■ Aim ■
Extract every line of the records below and reproduce each one word for word, without changes.

Point-based annotation data:
::::
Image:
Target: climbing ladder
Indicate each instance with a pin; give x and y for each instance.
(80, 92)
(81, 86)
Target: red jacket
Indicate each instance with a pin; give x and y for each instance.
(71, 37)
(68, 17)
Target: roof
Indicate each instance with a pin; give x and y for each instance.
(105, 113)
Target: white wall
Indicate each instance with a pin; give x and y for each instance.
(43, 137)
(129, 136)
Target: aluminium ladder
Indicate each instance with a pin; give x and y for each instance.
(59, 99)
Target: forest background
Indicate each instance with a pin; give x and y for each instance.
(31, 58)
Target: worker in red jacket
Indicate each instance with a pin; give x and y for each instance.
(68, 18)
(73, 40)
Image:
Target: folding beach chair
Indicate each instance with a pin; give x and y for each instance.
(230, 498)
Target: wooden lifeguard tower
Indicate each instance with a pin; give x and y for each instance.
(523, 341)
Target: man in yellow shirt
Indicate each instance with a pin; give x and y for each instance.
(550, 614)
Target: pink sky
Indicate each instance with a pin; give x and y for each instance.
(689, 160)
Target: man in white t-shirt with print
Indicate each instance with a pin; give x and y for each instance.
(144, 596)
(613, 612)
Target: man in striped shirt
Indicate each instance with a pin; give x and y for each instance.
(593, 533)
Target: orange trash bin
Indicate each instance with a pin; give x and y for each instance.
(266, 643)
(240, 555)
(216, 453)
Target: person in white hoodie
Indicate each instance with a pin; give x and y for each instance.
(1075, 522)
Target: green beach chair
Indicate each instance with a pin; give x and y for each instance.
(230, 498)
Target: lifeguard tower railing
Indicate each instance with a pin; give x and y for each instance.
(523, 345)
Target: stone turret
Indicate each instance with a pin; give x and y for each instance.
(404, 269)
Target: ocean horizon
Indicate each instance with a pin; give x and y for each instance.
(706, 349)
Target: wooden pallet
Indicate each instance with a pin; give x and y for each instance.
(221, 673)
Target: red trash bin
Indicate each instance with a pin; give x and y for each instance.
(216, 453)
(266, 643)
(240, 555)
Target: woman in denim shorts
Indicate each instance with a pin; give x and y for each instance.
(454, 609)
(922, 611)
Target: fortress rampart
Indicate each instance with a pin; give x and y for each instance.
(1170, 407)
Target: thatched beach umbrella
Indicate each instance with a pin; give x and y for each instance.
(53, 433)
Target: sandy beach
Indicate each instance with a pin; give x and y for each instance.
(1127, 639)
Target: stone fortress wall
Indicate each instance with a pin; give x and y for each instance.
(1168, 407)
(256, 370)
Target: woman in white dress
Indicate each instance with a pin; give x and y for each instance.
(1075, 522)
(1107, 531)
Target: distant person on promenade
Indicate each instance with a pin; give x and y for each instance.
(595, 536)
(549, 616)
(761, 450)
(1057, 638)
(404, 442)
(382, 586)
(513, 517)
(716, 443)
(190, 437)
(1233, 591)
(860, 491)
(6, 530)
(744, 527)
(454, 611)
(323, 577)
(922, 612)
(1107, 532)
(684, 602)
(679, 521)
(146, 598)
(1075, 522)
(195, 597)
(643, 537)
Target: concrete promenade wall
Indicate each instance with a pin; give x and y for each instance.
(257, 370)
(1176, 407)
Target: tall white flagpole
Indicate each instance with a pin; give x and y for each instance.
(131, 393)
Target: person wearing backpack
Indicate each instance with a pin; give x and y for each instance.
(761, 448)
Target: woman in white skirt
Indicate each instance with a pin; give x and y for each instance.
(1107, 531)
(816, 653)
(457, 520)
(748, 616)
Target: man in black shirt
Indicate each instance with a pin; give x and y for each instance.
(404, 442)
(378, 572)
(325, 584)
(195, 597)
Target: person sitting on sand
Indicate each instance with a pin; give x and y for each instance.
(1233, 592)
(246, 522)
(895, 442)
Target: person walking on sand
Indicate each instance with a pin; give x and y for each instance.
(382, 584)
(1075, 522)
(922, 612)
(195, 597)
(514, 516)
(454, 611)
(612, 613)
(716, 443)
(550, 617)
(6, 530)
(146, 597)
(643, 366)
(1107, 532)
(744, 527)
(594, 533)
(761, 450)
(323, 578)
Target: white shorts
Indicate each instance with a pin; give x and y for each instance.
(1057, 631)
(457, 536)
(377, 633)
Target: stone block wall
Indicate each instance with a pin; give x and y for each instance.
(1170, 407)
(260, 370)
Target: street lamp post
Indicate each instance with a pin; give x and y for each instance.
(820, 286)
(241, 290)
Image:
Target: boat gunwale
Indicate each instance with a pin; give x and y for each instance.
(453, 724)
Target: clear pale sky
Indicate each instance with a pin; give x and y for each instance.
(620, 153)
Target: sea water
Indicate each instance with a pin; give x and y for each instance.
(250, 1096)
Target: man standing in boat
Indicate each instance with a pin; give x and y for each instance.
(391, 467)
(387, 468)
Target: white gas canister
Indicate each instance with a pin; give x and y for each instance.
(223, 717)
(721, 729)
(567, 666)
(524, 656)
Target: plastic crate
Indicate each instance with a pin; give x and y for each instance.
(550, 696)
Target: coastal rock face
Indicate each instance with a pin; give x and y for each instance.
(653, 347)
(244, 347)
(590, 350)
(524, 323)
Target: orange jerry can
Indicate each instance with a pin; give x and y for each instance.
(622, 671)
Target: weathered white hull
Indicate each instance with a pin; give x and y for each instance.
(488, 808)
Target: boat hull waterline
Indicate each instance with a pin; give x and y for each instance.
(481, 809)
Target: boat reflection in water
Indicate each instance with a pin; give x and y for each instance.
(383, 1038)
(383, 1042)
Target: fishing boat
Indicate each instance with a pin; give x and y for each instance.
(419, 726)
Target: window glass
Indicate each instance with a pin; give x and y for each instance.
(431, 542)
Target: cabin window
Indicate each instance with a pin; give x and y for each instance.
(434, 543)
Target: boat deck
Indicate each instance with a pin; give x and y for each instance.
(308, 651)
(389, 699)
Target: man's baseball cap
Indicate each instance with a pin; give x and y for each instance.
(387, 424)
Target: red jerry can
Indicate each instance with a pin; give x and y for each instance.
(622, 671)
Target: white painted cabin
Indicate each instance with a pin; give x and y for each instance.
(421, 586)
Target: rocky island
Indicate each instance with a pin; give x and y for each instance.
::::
■ Result of the exercise ■
Image:
Target: climbing ladder
Indicate each instance with a pin; give x and y for each instance.
(80, 92)
(81, 86)
Target: red jacket
Indicate each instance with a pin; give x and y for each instance.
(71, 37)
(68, 17)
Target: roof
Indicate each instance with a pin; give x and y for each instance.
(105, 113)
Target: white wall
Indicate each instance with a pin; give x and y for each instance.
(43, 137)
(129, 136)
Target: aluminium ladder
Indicate each instance with a pin; give x and y for each instance.
(59, 99)
Target: forest background
Indicate each instance with a pin; give x and y for each instance.
(31, 58)
Target: worker in red jacket
Indicate each instance with a pin; give x and y for each instance.
(68, 18)
(73, 40)
Image:
Target: folding beach chair
Indicate each instance with a pin; give x and y for each instance.
(230, 498)
Target: wooden lifeguard tower
Indicate each instance with a pin; give x and y for each instance.
(523, 341)
Target: man in yellow shirt
Indicate each instance with a pin; give x and y for each instance.
(550, 614)
Target: pink sky
Indicate each instance with a pin; give x and y for each instance.
(689, 160)
Target: man in white t-shirt with print
Indicate each instance with a pin; give x and y for each instance.
(144, 596)
(613, 612)
Target: man in striped shirt
Indicate each instance with a pin; give x and y for each instance.
(593, 533)
Target: orange trash bin
Indicate each instance with a pin; give x and y for each instance.
(266, 643)
(240, 555)
(216, 453)
Target: person in white hoodie
Indicate each instance with a pin; give x and y for each instance.
(1075, 522)
Target: green beach chair
Indicate each instance with a pin; give x and y for each instance.
(230, 498)
Target: lifeguard tower railing
Indicate each instance with a pin; give x and y for each instance.
(523, 345)
Target: stone turret
Indicate each instance with a pin; give x and y for each instance.
(404, 269)
Target: ocean horizon
Indicate each instance with a pin; give x and y for each instance.
(706, 349)
Target: wooden pallet
Indicate each instance with a pin; give x and y for each instance.
(221, 673)
Target: red trash bin
Indicate each instance with a pin; give x and y for each instance.
(216, 453)
(266, 643)
(240, 555)
Target: woman in denim shorts
Indicate each instance with a pin; give x and y for each instance.
(454, 609)
(922, 611)
Target: fortress rampart
Indicate each instance with a pin; give x and y for each instance.
(1170, 407)
Target: thatched beach umbrella
Indicate each instance with a pin; give x and y for each instance.
(53, 433)
Target: sandy beach
Indicate each instance with a pin; give x and y for each instance.
(1127, 639)
Target: stone fortress wall
Indicate each instance with a pin; give x and y for each instance.
(1168, 407)
(256, 370)
Target: woman in white dress
Indicate each instance with a pin; give x and y for each instance.
(1075, 522)
(1107, 531)
Target: distant person on promenade
Indicate each instance with a pin; give x and y for each instance.
(595, 536)
(549, 616)
(761, 450)
(1057, 638)
(404, 442)
(382, 586)
(513, 517)
(716, 443)
(190, 437)
(1233, 591)
(860, 491)
(6, 530)
(744, 527)
(454, 611)
(323, 577)
(922, 612)
(1107, 532)
(684, 602)
(679, 521)
(146, 598)
(1075, 522)
(195, 597)
(643, 537)
Target: concrete promenade wall
Indicate each instance with a pin; give x and y for each instance.
(257, 370)
(1176, 407)
Target: tall white flagpole
Indicate each instance with a pin; give x and y for each instance.
(131, 393)
Target: person wearing backpack
Indicate each instance with a pin; give x and y for each instance.
(761, 448)
Target: woman in white skirt
Indicate each instance with a pin; give x and y for each instance.
(1107, 531)
(816, 653)
(457, 520)
(748, 616)
Target: man in black shirt
Indicate each instance with a pin; give x and y for each instance.
(404, 442)
(378, 572)
(325, 584)
(195, 597)
Target: person sitting on sand
Indicate each instance with a pin; give x and y for each instance.
(1233, 592)
(246, 522)
(895, 442)
Target: person walking on sand
Indicate each instance with a pin; give x and y for each instance.
(382, 584)
(1075, 522)
(922, 612)
(195, 597)
(514, 516)
(454, 611)
(612, 613)
(716, 443)
(550, 617)
(6, 530)
(146, 597)
(643, 366)
(1107, 532)
(744, 527)
(594, 533)
(761, 450)
(323, 578)
Target: white shorts
Indicate each instance with a pin; give x and y for each instance.
(1057, 631)
(457, 536)
(377, 633)
Target: stone block wall
Indicate each instance with a pin; give x and y for each instance.
(1170, 407)
(260, 370)
Target: street lamp post
Indicate each instance with a pin; give x and y for each instance.
(820, 286)
(241, 290)
Image:
Target: boat gunwale
Indicate each instance with a pin; give x and y for each instance.
(453, 724)
Target: clear pale sky
Indicate each instance with a pin; give x and y for each instance.
(620, 153)
Target: sea water
Indicate each instance with a pin; give x and y for each instance.
(250, 1096)
Target: man standing in boat
Indicate each instance with a pin; give x and y for each instance.
(391, 467)
(387, 468)
Target: white gas canister
Indicate each instance with a pin; give x and y for each instance.
(223, 717)
(721, 729)
(567, 666)
(524, 656)
Target: plastic crate
Indicate each instance with a pin; give x and y for each instance.
(550, 696)
Target: coastal rock face
Indicate each instance with a pin; give x and y for each instance.
(653, 347)
(244, 347)
(590, 350)
(524, 323)
Target: orange jerry can
Indicate each instance with a pin; give x and y for each instance.
(622, 671)
Target: weathered white hull
Indicate each instance with a pin; give x and y for each instance.
(488, 808)
Target: boat hull waterline
Indicate each instance with a pin; give x and y for each instance.
(481, 809)
Target: boat reflection in water
Indicate each instance with a pin; give x and y for each instance.
(383, 1038)
(383, 1042)
Target: fishing boat
Indicate each instance with a pin; give x and y for each instance.
(419, 726)
Target: window glass
Indicate each instance with a pin; give x and y for each instance.
(431, 542)
Target: cabin window
Indicate each instance with a pin; give x and y for each instance.
(434, 543)
Target: boat deck
Indicate each instance with a pin; give x and y for each instance.
(308, 651)
(389, 699)
Target: man's baseball cap
Indicate each instance with a pin; give x and y for each instance.
(387, 424)
Target: red jerry can
Indicate each instance with a pin; give x and y for each instance.
(622, 671)
Target: white painted cabin
Indicate each instance with a pin; give x and y for each instance.
(421, 586)
Target: rocky island
Indicate each instance with a pin; give x and y for each instance.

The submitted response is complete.